(GIVEN RECORDS)
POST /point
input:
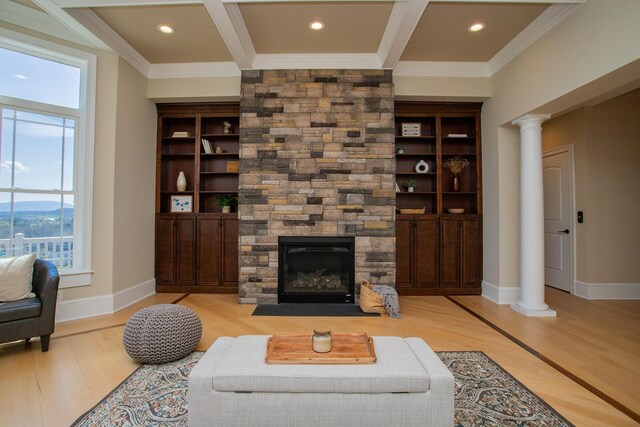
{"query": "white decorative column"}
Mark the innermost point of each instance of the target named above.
(531, 301)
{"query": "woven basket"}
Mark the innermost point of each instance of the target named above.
(370, 302)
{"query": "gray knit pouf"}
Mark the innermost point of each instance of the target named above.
(162, 333)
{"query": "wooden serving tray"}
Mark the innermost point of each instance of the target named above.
(293, 349)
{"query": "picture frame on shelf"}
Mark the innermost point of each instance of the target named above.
(411, 129)
(181, 203)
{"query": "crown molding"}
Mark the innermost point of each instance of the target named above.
(113, 3)
(193, 70)
(548, 19)
(316, 61)
(441, 69)
(97, 26)
(233, 31)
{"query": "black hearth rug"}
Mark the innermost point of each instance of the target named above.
(316, 310)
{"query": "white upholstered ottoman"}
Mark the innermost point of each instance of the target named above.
(232, 386)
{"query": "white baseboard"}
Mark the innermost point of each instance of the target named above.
(105, 304)
(607, 290)
(133, 294)
(500, 294)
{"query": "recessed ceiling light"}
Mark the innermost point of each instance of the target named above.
(476, 27)
(167, 29)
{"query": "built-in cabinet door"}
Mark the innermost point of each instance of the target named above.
(209, 250)
(165, 250)
(404, 253)
(186, 251)
(426, 253)
(450, 252)
(470, 252)
(229, 252)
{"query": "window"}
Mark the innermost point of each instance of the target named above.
(46, 153)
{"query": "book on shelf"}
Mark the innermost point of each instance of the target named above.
(206, 145)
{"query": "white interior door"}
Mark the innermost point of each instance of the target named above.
(558, 219)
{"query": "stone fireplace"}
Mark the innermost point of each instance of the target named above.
(316, 160)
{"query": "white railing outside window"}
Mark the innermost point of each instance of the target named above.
(58, 250)
(47, 105)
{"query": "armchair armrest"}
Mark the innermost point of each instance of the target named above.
(45, 283)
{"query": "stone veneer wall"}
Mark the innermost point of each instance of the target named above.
(316, 159)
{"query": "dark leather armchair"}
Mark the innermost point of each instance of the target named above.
(33, 317)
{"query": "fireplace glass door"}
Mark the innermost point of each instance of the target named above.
(316, 269)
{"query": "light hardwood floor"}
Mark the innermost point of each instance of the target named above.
(598, 342)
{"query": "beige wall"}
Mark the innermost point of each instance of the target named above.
(134, 181)
(558, 132)
(442, 88)
(607, 156)
(194, 89)
(597, 39)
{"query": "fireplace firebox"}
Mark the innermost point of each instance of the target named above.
(316, 269)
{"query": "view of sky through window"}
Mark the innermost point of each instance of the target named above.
(37, 79)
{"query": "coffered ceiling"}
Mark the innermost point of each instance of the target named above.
(224, 36)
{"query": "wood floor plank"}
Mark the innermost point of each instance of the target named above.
(598, 341)
(87, 360)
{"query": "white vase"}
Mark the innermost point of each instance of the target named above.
(181, 184)
(422, 167)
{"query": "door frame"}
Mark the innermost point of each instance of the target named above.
(572, 206)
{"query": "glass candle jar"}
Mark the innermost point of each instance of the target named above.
(321, 340)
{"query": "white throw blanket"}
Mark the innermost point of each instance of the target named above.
(390, 300)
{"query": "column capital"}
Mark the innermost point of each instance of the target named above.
(530, 119)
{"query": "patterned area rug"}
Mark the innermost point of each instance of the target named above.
(485, 395)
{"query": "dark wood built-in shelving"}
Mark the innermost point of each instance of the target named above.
(437, 252)
(196, 251)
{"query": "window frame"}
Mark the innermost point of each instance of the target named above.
(80, 274)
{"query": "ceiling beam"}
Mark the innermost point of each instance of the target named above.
(548, 19)
(402, 22)
(110, 38)
(37, 20)
(65, 19)
(233, 31)
(114, 3)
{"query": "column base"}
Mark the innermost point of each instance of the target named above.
(528, 312)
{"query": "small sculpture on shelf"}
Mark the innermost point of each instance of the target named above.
(410, 184)
(226, 201)
(456, 165)
(181, 183)
(227, 128)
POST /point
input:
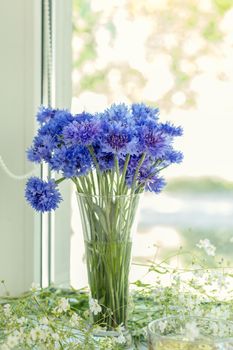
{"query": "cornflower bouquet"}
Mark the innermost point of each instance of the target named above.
(111, 157)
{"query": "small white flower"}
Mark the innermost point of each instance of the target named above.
(192, 331)
(44, 321)
(94, 306)
(36, 334)
(207, 246)
(22, 320)
(55, 336)
(120, 339)
(7, 310)
(63, 306)
(162, 326)
(35, 287)
(121, 328)
(74, 320)
(12, 341)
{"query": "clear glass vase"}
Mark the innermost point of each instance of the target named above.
(108, 224)
(190, 333)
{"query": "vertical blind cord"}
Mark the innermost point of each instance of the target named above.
(47, 76)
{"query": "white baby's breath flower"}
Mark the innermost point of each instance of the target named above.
(121, 328)
(35, 287)
(7, 310)
(22, 320)
(207, 246)
(37, 334)
(44, 321)
(55, 336)
(120, 339)
(63, 305)
(162, 326)
(94, 306)
(12, 341)
(74, 320)
(192, 331)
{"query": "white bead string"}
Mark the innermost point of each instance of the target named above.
(12, 175)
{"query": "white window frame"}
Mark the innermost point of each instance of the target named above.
(24, 257)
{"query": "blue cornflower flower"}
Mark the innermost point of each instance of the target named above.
(156, 184)
(44, 114)
(43, 196)
(72, 161)
(41, 149)
(83, 133)
(170, 129)
(105, 161)
(118, 140)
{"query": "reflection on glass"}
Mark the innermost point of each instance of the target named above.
(190, 333)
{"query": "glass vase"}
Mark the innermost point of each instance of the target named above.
(108, 224)
(190, 333)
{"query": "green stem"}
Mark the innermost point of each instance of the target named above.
(127, 159)
(60, 180)
(137, 172)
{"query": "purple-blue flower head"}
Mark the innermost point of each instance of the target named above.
(156, 184)
(41, 149)
(173, 156)
(72, 161)
(118, 140)
(153, 142)
(44, 114)
(43, 196)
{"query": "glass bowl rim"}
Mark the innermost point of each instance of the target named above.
(217, 339)
(87, 195)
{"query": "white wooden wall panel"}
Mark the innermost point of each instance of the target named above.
(20, 74)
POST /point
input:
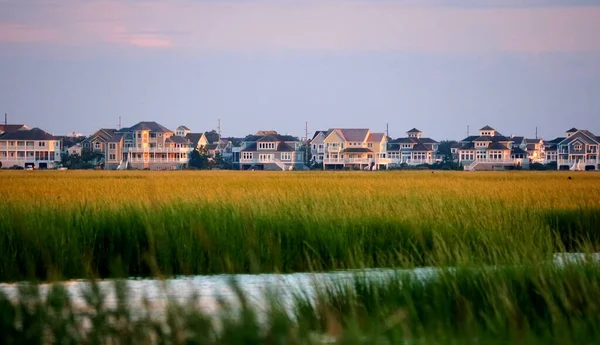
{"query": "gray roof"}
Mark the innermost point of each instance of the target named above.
(497, 146)
(354, 134)
(421, 147)
(177, 140)
(115, 138)
(31, 134)
(147, 126)
(484, 138)
(194, 138)
(356, 150)
(11, 128)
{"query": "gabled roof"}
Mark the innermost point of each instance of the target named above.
(497, 146)
(427, 141)
(284, 147)
(177, 140)
(354, 134)
(470, 138)
(484, 139)
(115, 138)
(420, 147)
(404, 141)
(212, 137)
(375, 137)
(517, 150)
(269, 138)
(356, 150)
(194, 138)
(554, 141)
(103, 134)
(12, 128)
(151, 126)
(31, 134)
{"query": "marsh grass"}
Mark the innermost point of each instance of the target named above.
(61, 225)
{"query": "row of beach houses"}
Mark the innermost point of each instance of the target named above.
(149, 145)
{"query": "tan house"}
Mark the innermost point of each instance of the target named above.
(147, 145)
(414, 149)
(356, 148)
(29, 148)
(267, 150)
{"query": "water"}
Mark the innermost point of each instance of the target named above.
(209, 289)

(EXERCISE AIM) Every line above that holds "wall" should be tallied; answer with the total alone.

(OUTPUT BELOW) 3